WORK TASK:
Here is a listing; restate all of it exactly.

= Beginning of Section =

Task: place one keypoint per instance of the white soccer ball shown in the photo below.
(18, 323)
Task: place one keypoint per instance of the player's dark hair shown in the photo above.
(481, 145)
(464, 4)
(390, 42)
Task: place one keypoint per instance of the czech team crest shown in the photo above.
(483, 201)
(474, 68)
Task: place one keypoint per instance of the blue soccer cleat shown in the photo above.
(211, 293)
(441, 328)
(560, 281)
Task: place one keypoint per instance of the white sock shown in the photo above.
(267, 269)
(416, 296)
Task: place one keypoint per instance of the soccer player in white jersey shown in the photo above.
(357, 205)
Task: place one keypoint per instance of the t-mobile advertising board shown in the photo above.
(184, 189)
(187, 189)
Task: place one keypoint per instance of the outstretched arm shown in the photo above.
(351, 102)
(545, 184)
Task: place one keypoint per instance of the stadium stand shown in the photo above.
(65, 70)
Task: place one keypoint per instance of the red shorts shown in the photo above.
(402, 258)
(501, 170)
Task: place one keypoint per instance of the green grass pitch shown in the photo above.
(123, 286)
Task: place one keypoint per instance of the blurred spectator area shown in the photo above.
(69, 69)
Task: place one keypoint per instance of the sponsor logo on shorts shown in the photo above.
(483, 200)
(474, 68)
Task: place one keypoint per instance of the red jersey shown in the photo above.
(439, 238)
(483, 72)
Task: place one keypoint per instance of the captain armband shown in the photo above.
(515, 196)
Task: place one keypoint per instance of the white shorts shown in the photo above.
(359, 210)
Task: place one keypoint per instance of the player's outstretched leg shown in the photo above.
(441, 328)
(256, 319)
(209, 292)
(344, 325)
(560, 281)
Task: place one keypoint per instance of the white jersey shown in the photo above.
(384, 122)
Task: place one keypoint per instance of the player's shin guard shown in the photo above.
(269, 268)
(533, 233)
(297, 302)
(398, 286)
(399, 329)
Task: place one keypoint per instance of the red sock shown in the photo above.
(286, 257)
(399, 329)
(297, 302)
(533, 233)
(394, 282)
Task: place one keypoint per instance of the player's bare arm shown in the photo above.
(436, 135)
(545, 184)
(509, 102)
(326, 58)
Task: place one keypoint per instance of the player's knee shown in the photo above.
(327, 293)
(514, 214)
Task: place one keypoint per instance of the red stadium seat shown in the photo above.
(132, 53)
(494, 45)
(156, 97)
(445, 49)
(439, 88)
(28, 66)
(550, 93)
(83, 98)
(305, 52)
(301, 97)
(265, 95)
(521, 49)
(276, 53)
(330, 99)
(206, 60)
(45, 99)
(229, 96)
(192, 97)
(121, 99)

= End of Section =

RESPONSE TO THIS EXERCISE:
Task: place one keypoint per instance of the white soccer ball shown in the photo below.
(18, 323)
Task: place one keypoint per instance of the player's dark hair shown in the photo above.
(481, 145)
(464, 4)
(390, 42)
Task: place one keypoint per instance of the czech team crest shown in the photo above.
(483, 201)
(474, 68)
Task: place one keypoint per instance of the blue soccer cleat shown in the photo above.
(211, 293)
(441, 328)
(560, 281)
Task: place one keypoint per instance of the white sock shown in the photo above.
(267, 269)
(416, 296)
Task: place one keypoint per instance of the soccer player in white jersey shown in the photo above.
(357, 205)
Task: place one keypoint per instance of the t-mobile advertising board shown in the photo above.
(184, 189)
(187, 189)
Task: place one keypoint per instance of the outstretched arm shown in the photo above.
(351, 102)
(545, 184)
Task: place one keypoint per instance of the stadium stand shown in the photo above.
(65, 70)
Task: place one keypoint per instance of the red shorts shown in the photo above.
(402, 258)
(501, 170)
Task: place one keypoint per instance of the green grass pitch shown in the photo above.
(123, 286)
Task: place one keypoint per instance of the blurred spectator area shown in the photo above.
(69, 69)
Task: place one keypoint per instance of the sponsor logo on shorts shown in the photo above.
(483, 200)
(474, 68)
Task: place one keypoint per instance of the red jersey shown in the photo above.
(439, 238)
(483, 72)
Task: place one keypoint per instance of the captain armband shown in the photo above.
(515, 196)
Task: place one keypoint per instance of the white shorts shown in the photo above.
(359, 210)
Task: place one keypoint per instance of the player's outstretched leg shown in the photo above.
(441, 328)
(256, 319)
(209, 292)
(344, 325)
(560, 281)
Task: place one keypoint per instance of the white jersey shown in the photo above.
(384, 122)
Task: place one keypoint per instance of the player's shin guard shown in the photo above.
(269, 268)
(533, 233)
(297, 302)
(398, 286)
(399, 329)
Task: place one keypoint per instance of the red sock shown in the photo above.
(286, 257)
(399, 329)
(297, 302)
(533, 233)
(394, 282)
Task: place one keypoint per instance of the player's bare arm shown in the photo above.
(436, 135)
(545, 184)
(509, 102)
(326, 58)
Task: place one keypoint per instance of the player's knee shown in the photo above.
(327, 293)
(514, 214)
Task: place one keypoint per instance of the red stadium seat shown in the photo above.
(132, 53)
(494, 45)
(156, 97)
(445, 49)
(439, 88)
(28, 66)
(550, 93)
(83, 98)
(305, 52)
(301, 97)
(265, 95)
(521, 49)
(276, 53)
(330, 99)
(206, 60)
(45, 99)
(229, 96)
(192, 97)
(121, 99)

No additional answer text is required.